What you should do:
Find every line in the rows below that contains the word "calf" and copy each one.

Data shown:
-=-=-
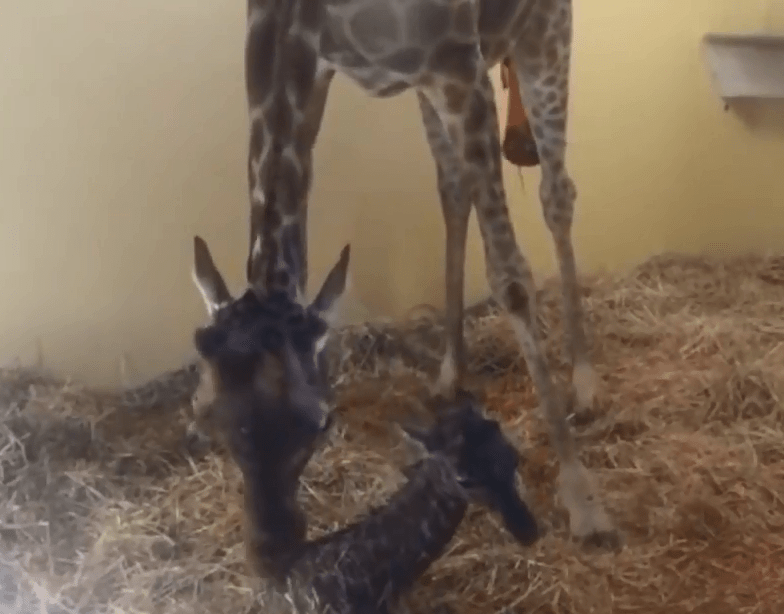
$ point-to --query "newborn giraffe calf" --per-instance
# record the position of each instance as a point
(264, 405)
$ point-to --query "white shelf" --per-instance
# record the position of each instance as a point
(746, 65)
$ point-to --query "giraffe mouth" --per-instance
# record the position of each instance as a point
(517, 518)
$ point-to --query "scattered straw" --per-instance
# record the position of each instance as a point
(99, 514)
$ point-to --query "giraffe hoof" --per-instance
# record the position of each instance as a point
(603, 540)
(195, 443)
(584, 383)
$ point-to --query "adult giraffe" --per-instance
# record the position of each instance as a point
(442, 49)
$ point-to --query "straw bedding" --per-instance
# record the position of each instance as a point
(100, 512)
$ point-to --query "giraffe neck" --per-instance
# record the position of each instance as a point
(381, 556)
(276, 526)
(281, 54)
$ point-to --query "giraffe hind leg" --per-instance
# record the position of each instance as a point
(511, 280)
(543, 78)
(456, 210)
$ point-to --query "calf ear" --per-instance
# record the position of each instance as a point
(413, 444)
(332, 289)
(207, 278)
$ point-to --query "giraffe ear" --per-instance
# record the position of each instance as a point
(334, 285)
(207, 278)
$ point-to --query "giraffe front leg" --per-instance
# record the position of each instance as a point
(511, 280)
(456, 209)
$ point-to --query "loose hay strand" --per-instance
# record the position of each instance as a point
(98, 514)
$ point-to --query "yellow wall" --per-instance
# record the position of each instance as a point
(123, 133)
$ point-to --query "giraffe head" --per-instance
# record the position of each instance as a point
(484, 459)
(264, 352)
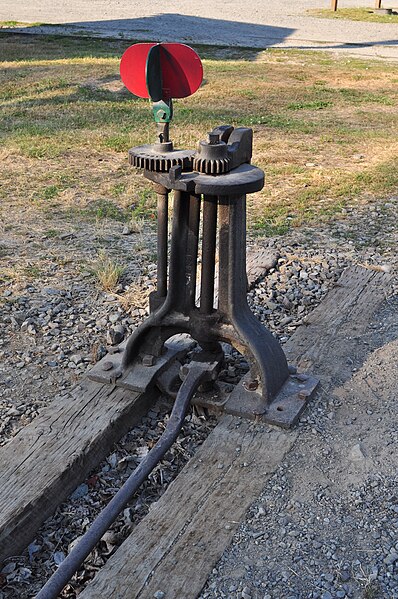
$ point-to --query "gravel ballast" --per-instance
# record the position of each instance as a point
(299, 540)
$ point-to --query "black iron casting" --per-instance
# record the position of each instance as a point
(209, 213)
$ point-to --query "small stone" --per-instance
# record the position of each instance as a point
(356, 453)
(115, 335)
(79, 492)
(76, 359)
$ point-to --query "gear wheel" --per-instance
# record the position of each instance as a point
(212, 157)
(147, 157)
(218, 166)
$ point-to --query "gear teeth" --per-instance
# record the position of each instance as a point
(211, 167)
(159, 164)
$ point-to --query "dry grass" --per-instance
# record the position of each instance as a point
(135, 296)
(106, 271)
(355, 14)
(325, 131)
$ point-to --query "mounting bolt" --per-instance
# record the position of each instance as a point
(148, 360)
(107, 365)
(251, 385)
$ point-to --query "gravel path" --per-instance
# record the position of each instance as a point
(53, 329)
(326, 525)
(256, 24)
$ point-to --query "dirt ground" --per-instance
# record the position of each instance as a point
(257, 24)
-=-=-
Reply to the task:
$ point-to --query "newborn giraffe calf" --per-instance
$ point-to --query "calf ear" --per-instance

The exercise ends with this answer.